Spores were sterilized with 10% sodium hypochloride for 10 minutes before sowing. Spores were sown in 5 cm diameter Petri dishes with Dyer medium (Dyer 1979) and 10 g/L of agar with laminar flux camera. For each species, 10 Petri dishes were kept at room temperature with a light regime of 12 light-hours per day. For SEM studies, the gametophytes were fixed with 2% glutaraldehyde in phosphate buffer for 72 hours and dehydrated in a graded series of alcohols (10%-absolute ethanol). Once dehydrated, the gametophytes were critical point dried with carbon dioxide (Denton Vacuum DCP-1) and were fixed to aluminum stubs with double-sided adhesive graphite tape, sputter-coated with gold.

Micrographs were taken with a Nikon Eclipse E200 microscope equipped with a Moticam 1000 digital camera (1.3 Mp); the scanning electron microscope JEOL JSM 6480 LV SEM (Japan) belongs to the Laboratorio de Microscopía Electrónica de Barrido y Microanálisis (LASEM), Universidad Nacional de Salta, Argentina.

Results

Both studied populations of Argyrochosma nivea var. tenera showed similar results: immature sporangia presented eight spore mother cells. At diakinesis, 2n = 81 were observed (figure 1b); at a late stage of diakinesis, chromosomes were grouped in three sets (figure 1c). At metaphase, chromosomes lying outside the equatorial plate (figure 1d) were observed; lagging chromosomes were present at anaphase I (figures 1e, f). However, the development of telophase I was regular. Throughout the second division, lagging chromosomes were observed at anaphase II and telophase II. Argyrochosma nivea var. tenera were triploid with 2n = 3x = 81. The number of spores per sporangia in the studied specimens was 32, corresponding to the eight mother cells found in the immature sporangia.

The palynological analysis indicated that spores are trilete, globose, with slightly ridged perispore. Spore size is very variable, with equatorial diameter of 37(71)106 µm; a small number of spores (8%-10%) of small size, without cell content, of equatorial diameter of 43(47)49 µm, were also observed (figure 1g).

Spore germination occurs at 3-4 days after sowing; at the end of the first week, about 80% of spores have germinated; 30-45 days later, they reach their laminar, cordate, asymmetrical shape. These laminar gametophytes are sterile; under our cultural conditions they do not develop antheridia or archegonia during the mature phase. After 60 days a protuberance develops in the neck canal; first it is glabrous, then it enlarges and is covered with brown scales surrounding the incipient apogamous sporophyte that starts to develop (figure 1h).

Discussion

Our findings show a chromosome number n = 2n = 3x = 81 in both populations of Argyrochosma nivea var. tenera analyzed. During some diakinesis, chromosome grouping into three sets provides additional evidence that corrobarates the triploid character of the taxon. Triploid ferns may have originated from the crossing of a diploid and a tetraploid fern, in which both (diploid and tetraploid) can be cytotypes of the same or a different taxon in which there has been interspecific crossing (Knobloch et al.1975). The presence of lagging chromosomes has not been reported for Argyrochosma or any other cheilanthoid genus, because meiotic studies are scarce. According to Windham & Yatskievych (2003), this is because sporangia are not aggregated into sori and are protected by trichomes, scales and/or the indusia. The irregular behavior of such meiosis in the germ line (e.g., the presence of secondary associations and lagging chromosomes) suggests that such taxa might be of hybrid origin. This is consistent with the previous cytogenetic reports of Zhang et al. (2008) for Osmunda japonica Houtt.

## Problem to solve
Copy the fern study between "The palynological analysis" and "observed (figure 1g).", inclusive, swapping "trilete" for "monolete". The rows are separate material and have no connection to the fern study.

## Dataset
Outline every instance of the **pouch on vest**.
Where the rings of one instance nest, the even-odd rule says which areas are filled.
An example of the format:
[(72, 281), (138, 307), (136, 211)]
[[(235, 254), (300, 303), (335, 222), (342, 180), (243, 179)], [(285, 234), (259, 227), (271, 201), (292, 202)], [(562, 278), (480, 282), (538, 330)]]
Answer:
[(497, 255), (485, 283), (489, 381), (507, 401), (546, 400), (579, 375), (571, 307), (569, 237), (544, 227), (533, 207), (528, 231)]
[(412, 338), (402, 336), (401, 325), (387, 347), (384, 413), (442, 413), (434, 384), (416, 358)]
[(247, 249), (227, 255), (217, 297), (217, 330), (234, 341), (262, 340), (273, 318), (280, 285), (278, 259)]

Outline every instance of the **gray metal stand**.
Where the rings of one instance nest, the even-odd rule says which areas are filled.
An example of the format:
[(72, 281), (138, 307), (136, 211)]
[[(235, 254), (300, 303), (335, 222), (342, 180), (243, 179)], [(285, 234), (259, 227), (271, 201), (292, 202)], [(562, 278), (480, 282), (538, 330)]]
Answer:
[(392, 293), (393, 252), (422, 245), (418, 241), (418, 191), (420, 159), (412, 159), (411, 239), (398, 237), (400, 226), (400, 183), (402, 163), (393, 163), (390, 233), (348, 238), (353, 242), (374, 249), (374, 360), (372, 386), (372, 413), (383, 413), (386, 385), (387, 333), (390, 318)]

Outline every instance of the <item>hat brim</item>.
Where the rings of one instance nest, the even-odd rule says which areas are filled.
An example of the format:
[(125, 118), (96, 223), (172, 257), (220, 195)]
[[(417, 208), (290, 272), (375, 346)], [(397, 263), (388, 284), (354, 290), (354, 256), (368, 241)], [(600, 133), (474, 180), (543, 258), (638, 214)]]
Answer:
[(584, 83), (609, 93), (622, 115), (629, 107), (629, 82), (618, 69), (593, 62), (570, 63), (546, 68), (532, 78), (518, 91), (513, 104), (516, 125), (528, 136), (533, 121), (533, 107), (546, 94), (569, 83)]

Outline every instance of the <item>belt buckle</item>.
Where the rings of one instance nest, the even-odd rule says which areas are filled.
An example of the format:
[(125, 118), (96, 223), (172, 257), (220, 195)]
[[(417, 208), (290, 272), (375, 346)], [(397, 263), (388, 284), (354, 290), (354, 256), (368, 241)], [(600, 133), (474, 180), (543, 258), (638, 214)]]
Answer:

## Exercise response
The palynological analysis indicated that spores are monolete, globose, with slightly ridged perispore. Spore size is very variable, with equatorial diameter of 37(71)106 µm; a small number of spores (8%-10%) of small size, without cell content, of equatorial diameter of 43(47)49 µm, were also observed (figure 1g).